Exercise directions: Copy out each of the records below word for word, with nothing left out or changed.

Provided entries:

-- Start --

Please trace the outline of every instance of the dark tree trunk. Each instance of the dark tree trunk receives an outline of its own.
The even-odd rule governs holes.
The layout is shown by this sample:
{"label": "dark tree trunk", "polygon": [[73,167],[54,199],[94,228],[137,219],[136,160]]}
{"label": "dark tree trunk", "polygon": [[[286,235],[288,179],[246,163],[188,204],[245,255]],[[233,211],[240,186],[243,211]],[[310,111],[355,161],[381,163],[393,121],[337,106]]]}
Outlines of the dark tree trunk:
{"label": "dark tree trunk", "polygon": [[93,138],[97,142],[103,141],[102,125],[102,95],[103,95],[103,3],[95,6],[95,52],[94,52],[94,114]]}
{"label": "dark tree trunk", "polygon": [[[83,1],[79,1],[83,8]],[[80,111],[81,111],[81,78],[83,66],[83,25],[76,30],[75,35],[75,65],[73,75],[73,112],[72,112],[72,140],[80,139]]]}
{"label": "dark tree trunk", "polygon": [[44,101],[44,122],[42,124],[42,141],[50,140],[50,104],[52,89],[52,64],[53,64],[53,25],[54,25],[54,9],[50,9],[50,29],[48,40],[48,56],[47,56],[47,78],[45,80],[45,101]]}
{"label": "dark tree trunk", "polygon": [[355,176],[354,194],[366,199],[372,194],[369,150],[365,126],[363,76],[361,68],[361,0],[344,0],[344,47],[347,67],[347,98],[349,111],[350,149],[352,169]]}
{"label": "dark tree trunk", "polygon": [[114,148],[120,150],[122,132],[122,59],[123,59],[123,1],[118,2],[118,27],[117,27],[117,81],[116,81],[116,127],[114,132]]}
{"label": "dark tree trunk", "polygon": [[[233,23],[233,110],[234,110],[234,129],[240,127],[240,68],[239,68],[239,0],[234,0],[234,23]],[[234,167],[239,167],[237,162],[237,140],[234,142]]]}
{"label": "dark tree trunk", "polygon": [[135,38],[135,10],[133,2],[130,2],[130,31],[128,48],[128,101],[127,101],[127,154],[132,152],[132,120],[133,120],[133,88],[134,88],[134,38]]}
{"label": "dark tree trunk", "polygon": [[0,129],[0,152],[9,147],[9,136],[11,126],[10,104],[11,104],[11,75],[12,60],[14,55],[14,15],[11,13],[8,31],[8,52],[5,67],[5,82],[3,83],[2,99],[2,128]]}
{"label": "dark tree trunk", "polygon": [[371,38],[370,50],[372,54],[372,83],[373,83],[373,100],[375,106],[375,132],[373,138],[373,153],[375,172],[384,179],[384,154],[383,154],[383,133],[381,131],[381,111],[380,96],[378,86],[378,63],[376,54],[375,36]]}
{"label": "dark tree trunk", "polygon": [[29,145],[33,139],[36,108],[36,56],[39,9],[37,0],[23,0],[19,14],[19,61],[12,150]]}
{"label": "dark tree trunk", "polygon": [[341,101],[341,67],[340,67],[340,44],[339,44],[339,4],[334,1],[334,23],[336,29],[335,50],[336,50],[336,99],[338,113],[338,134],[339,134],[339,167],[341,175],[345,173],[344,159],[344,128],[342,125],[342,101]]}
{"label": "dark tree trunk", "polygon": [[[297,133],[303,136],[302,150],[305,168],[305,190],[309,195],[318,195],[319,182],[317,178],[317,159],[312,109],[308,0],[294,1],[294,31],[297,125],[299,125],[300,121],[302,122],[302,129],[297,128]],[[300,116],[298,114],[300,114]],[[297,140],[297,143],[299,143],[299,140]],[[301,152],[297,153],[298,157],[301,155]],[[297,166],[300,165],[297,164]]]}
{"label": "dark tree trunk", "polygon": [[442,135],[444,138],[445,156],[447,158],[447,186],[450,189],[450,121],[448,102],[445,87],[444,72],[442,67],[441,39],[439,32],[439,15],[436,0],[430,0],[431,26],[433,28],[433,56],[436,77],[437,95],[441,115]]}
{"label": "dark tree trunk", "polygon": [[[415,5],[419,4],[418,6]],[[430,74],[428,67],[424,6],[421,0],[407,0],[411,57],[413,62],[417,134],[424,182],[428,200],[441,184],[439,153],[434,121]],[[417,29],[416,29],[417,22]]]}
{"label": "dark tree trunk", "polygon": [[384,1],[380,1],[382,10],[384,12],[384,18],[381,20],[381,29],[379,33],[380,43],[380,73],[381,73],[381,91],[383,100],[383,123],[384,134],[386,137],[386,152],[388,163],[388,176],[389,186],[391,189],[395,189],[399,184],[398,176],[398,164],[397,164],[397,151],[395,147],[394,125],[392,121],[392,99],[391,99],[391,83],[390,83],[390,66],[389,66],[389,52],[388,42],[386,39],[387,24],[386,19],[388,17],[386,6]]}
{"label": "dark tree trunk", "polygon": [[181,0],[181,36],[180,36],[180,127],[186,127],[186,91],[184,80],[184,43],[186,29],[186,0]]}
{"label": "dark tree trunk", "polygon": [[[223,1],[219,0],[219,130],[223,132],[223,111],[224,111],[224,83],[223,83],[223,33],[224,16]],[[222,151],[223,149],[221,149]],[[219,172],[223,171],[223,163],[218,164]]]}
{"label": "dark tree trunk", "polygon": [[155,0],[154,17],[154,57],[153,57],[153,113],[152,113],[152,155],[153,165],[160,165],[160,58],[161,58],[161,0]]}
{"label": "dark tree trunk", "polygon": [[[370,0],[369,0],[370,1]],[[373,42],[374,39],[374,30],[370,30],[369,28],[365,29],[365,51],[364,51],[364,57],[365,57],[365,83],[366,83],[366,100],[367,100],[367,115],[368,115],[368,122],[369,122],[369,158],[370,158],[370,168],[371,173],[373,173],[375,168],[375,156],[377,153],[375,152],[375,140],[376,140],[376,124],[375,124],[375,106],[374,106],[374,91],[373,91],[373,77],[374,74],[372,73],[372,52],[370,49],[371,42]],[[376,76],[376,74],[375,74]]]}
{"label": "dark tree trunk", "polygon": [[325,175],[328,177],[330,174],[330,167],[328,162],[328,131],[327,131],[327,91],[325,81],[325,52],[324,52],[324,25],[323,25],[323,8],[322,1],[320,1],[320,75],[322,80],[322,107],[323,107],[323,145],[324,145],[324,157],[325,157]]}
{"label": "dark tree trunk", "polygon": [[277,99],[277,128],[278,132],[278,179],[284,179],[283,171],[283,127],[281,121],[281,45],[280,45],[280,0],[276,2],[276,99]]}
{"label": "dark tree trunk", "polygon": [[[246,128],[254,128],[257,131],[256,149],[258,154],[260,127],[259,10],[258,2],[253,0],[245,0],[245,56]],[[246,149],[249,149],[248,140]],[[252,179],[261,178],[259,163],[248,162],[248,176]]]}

-- End --

Task solution:
Please trace the outline of every instance of the dark tree trunk. Each instance of the dark tree trunk receives an outline of its own.
The even-odd rule governs holes.
The layout is shown by this sample:
{"label": "dark tree trunk", "polygon": [[73,167],[54,199],[94,228],[137,219],[136,160]]}
{"label": "dark tree trunk", "polygon": [[[286,235],[288,179],[246,163],[188,204],[245,255]],[[233,211],[240,186],[243,211]],[[310,111],[355,161],[381,163],[393,121],[337,106]]]}
Outlines of the dark tree trunk:
{"label": "dark tree trunk", "polygon": [[93,138],[97,142],[103,141],[102,125],[102,95],[103,95],[103,3],[95,6],[95,52],[94,52],[94,114]]}
{"label": "dark tree trunk", "polygon": [[[83,1],[79,1],[83,8]],[[80,111],[81,111],[81,78],[83,66],[83,25],[76,30],[75,35],[75,65],[73,75],[73,112],[72,112],[72,140],[80,139]]]}
{"label": "dark tree trunk", "polygon": [[44,101],[44,122],[42,124],[42,141],[50,140],[50,104],[52,89],[52,64],[53,64],[53,25],[54,25],[54,9],[50,9],[50,29],[48,40],[48,56],[47,56],[47,78],[45,80],[45,101]]}
{"label": "dark tree trunk", "polygon": [[355,176],[354,194],[366,199],[372,194],[369,150],[365,126],[363,76],[361,68],[361,0],[344,0],[344,47],[347,67],[347,98],[349,111],[350,149],[352,169]]}
{"label": "dark tree trunk", "polygon": [[114,148],[120,150],[122,132],[122,59],[123,59],[123,1],[118,2],[118,27],[117,27],[117,81],[116,81],[116,127],[114,132]]}
{"label": "dark tree trunk", "polygon": [[[233,23],[233,110],[234,110],[234,129],[240,127],[240,68],[239,68],[239,0],[234,0],[234,23]],[[234,167],[239,167],[237,162],[237,140],[234,142]]]}
{"label": "dark tree trunk", "polygon": [[135,38],[135,10],[133,2],[130,2],[130,31],[128,48],[128,101],[127,101],[127,154],[132,152],[132,120],[133,120],[133,88],[134,88],[134,38]]}
{"label": "dark tree trunk", "polygon": [[0,129],[0,152],[9,147],[9,136],[11,126],[10,104],[11,104],[11,75],[12,60],[14,55],[14,15],[11,13],[8,31],[8,52],[5,67],[5,82],[3,83],[2,99],[2,128]]}
{"label": "dark tree trunk", "polygon": [[371,38],[370,50],[372,54],[372,83],[373,83],[373,100],[375,106],[375,132],[373,138],[373,153],[375,172],[384,179],[384,154],[383,154],[383,133],[381,131],[381,111],[380,96],[378,86],[378,63],[376,54],[375,36]]}
{"label": "dark tree trunk", "polygon": [[29,145],[33,139],[36,108],[36,56],[39,9],[37,0],[23,0],[19,14],[19,61],[12,150]]}
{"label": "dark tree trunk", "polygon": [[341,101],[341,67],[340,67],[340,44],[339,44],[339,4],[334,1],[334,23],[336,29],[335,50],[336,50],[336,99],[338,113],[338,134],[339,134],[339,167],[341,175],[345,173],[344,159],[344,128],[342,125],[342,101]]}
{"label": "dark tree trunk", "polygon": [[[297,133],[303,136],[302,150],[305,168],[305,190],[309,195],[318,195],[319,182],[317,178],[317,159],[312,109],[308,0],[294,1],[294,31],[297,125],[299,125],[300,121],[302,122],[302,129],[297,128]],[[300,116],[298,114],[300,114]],[[297,140],[297,143],[299,143],[299,140]],[[301,152],[297,153],[298,157],[301,155]],[[297,166],[300,165],[297,164]]]}
{"label": "dark tree trunk", "polygon": [[442,135],[444,138],[445,156],[447,158],[447,186],[450,189],[450,121],[448,102],[445,87],[444,72],[442,67],[441,39],[439,32],[439,15],[436,0],[430,0],[431,26],[433,28],[433,56],[436,77],[437,95],[441,115]]}
{"label": "dark tree trunk", "polygon": [[[415,5],[419,4],[418,6]],[[430,74],[428,67],[424,6],[421,0],[407,0],[411,57],[413,62],[417,134],[424,182],[428,200],[441,184],[439,153],[434,121]],[[417,29],[416,29],[417,22]]]}
{"label": "dark tree trunk", "polygon": [[384,1],[380,1],[382,10],[384,12],[384,18],[381,20],[381,29],[379,33],[380,43],[380,73],[381,73],[381,91],[383,100],[383,123],[384,134],[386,137],[386,152],[388,163],[388,176],[389,186],[391,189],[395,189],[399,184],[398,176],[398,164],[397,164],[397,151],[395,147],[394,125],[392,121],[392,99],[391,99],[391,83],[390,83],[390,66],[389,66],[389,52],[388,42],[386,39],[387,24],[386,19],[388,17],[386,6]]}
{"label": "dark tree trunk", "polygon": [[181,0],[181,36],[180,36],[180,127],[186,127],[186,91],[184,80],[184,43],[186,29],[186,0]]}
{"label": "dark tree trunk", "polygon": [[[223,1],[219,0],[219,130],[223,132],[223,111],[224,111],[224,83],[223,83],[223,33],[224,16]],[[222,151],[223,149],[221,149]],[[219,172],[223,171],[223,163],[218,164]]]}
{"label": "dark tree trunk", "polygon": [[155,0],[154,17],[154,57],[153,57],[153,113],[152,113],[152,155],[153,165],[160,165],[160,58],[161,58],[161,0]]}
{"label": "dark tree trunk", "polygon": [[[370,0],[369,0],[370,1]],[[373,42],[374,39],[374,30],[370,30],[369,28],[365,29],[365,51],[364,51],[364,57],[365,57],[365,83],[366,83],[366,100],[367,100],[367,115],[368,115],[368,122],[369,122],[369,158],[370,158],[370,168],[371,173],[373,173],[375,168],[375,156],[377,153],[375,152],[375,140],[376,140],[376,124],[375,124],[375,106],[374,106],[374,91],[373,91],[373,77],[374,74],[372,73],[372,52],[370,49],[371,42]],[[376,76],[376,74],[375,74]]]}
{"label": "dark tree trunk", "polygon": [[325,175],[328,177],[330,174],[330,167],[328,162],[328,131],[327,131],[327,91],[325,81],[325,52],[324,52],[324,25],[323,25],[323,8],[322,1],[320,1],[320,75],[322,80],[322,107],[323,107],[323,145],[324,145],[324,157],[325,157]]}
{"label": "dark tree trunk", "polygon": [[277,99],[277,128],[278,132],[278,179],[284,179],[283,171],[283,127],[281,121],[281,45],[280,45],[280,0],[276,2],[276,99]]}
{"label": "dark tree trunk", "polygon": [[[246,128],[254,128],[257,131],[256,149],[258,154],[260,127],[259,10],[258,2],[253,0],[245,0],[245,56]],[[246,149],[249,149],[248,140]],[[252,179],[261,178],[259,163],[248,162],[248,176]]]}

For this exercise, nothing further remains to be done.